** START **

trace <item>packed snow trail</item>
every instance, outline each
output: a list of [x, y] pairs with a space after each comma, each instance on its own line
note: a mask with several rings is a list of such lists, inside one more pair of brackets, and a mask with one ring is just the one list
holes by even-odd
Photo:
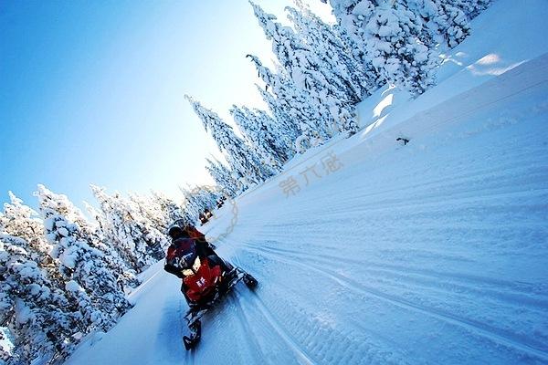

** END **

- Your goal
From the listing above, copy every line that contains the word "instance", matching uppercase and lowercase exactly.

- Result for this task
every instance, outline each
output: a list of [x, y] pairs with a space after each comma, each instance on its own line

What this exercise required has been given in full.